Now, let’s set up 5 tests: we have 5 coins and we will flip each of them 10 times. Again, we decide that the coin is unfair if we flip 9 heads and 1 tails; again, let’s suppose that all 5 coins are fair. The chance that we see 9 heads and 1 tails for a single coin is still very low. However, after doing 5 tests, it is much more likely that at least 1 of the coins will show 9 heads and 1 tails purely by chance. This result may then lead us to think that some or all of the coins are unfair, even though in reality all the coins are fair.
We can see from the coin flipping example that the more tests we run, the more likely we are to see an effect or relationship and the more likely we are to mistakenly claim to have detected an effect when in reality there is no effect and what we observe occurred by chance; this is the multiple comparisons problem.

_Set exercise 1_
In the passage on multiple comparisons, how many times is each of the 5 coins flipped?
_Set exercise 2_
Return the part of the passage on multiple comparisons that opens with the words containing "Now, let’s set" and closes with "multiple comparisons problem.".

_Supplied data_
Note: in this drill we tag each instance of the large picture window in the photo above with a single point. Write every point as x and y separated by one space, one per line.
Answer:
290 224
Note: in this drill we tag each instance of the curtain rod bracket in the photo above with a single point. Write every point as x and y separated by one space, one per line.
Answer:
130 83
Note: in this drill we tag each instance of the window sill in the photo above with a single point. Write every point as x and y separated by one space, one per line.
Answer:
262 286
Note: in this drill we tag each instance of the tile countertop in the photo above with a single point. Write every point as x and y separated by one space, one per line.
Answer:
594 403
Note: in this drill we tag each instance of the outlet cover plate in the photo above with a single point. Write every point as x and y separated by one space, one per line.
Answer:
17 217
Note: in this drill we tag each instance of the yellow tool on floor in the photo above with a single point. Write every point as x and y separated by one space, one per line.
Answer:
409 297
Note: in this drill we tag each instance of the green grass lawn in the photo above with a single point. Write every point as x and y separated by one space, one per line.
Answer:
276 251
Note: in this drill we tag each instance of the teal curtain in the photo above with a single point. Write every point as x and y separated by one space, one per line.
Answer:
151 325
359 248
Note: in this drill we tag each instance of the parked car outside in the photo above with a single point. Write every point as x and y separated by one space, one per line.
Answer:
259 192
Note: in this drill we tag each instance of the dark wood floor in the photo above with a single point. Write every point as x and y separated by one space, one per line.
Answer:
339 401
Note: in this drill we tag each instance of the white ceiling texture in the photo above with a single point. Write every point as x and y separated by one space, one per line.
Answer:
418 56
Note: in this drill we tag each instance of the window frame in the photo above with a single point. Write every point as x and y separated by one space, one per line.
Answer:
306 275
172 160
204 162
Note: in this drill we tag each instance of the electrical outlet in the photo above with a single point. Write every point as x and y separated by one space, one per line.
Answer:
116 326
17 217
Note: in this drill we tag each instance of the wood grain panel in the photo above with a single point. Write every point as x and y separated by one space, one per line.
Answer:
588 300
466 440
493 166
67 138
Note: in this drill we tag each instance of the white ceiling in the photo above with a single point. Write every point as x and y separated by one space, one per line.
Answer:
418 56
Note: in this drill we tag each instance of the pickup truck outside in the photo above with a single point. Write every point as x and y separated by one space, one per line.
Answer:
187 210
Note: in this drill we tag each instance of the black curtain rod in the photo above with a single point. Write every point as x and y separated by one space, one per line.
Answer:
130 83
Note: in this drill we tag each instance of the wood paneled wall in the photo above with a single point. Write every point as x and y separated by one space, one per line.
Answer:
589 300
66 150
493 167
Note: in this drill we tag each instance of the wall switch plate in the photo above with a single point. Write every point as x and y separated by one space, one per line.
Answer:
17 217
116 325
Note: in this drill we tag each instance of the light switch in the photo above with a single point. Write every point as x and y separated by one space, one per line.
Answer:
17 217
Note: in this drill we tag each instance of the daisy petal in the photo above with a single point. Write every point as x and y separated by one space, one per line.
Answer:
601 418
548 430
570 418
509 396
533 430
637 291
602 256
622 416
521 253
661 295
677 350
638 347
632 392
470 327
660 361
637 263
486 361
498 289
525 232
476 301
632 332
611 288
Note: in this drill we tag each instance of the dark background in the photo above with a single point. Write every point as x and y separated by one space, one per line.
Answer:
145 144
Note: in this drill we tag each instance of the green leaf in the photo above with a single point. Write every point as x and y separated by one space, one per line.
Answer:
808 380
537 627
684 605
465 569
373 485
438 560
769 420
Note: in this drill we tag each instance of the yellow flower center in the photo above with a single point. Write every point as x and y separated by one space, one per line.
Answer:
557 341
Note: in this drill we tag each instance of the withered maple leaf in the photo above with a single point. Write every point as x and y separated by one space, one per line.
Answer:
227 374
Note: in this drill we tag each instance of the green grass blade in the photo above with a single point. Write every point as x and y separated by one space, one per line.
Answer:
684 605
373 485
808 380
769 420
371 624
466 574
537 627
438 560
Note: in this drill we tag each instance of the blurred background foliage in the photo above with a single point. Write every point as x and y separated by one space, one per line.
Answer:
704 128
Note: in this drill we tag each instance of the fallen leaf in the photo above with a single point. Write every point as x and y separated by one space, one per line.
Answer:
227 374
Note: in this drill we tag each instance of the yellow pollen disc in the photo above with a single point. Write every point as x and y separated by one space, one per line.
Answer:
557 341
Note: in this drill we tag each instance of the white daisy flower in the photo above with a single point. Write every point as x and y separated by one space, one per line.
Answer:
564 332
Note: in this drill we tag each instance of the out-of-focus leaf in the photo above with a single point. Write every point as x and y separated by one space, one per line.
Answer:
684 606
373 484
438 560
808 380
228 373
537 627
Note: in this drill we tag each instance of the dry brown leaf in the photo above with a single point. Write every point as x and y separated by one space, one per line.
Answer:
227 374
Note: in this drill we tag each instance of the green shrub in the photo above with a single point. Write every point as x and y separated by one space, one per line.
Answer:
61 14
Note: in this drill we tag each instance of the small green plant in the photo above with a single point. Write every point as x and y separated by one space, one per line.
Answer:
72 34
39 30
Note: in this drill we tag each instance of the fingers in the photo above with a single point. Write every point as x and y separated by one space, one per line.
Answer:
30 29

_Written answer 1_
10 times.

_Written answer 2_
Now, let’s set up 5 tests: we have 5 coins and we will flip each of them 10 times. Again, we decide that the coin is unfair if we flip 9 heads and 1 tails; again, let’s suppose that all 5 coins are fair. The chance that we see 9 heads and 1 tails for a single coin is still very low. However, after doing 5 tests, it is much more likely that at least 1 of the coins will show 9 heads and 1 tails purely by chance. This result may then lead us to think that some or all of the coins are unfair, even though in reality all the coins are fair.
We can see from the coin flipping example that the more tests we run, the more likely we are to see an effect or relationship and the more likely we are to mistakenly claim to have detected an effect when in reality there is no effect and what we observe occurred by chance; this is the multiple comparisons problem.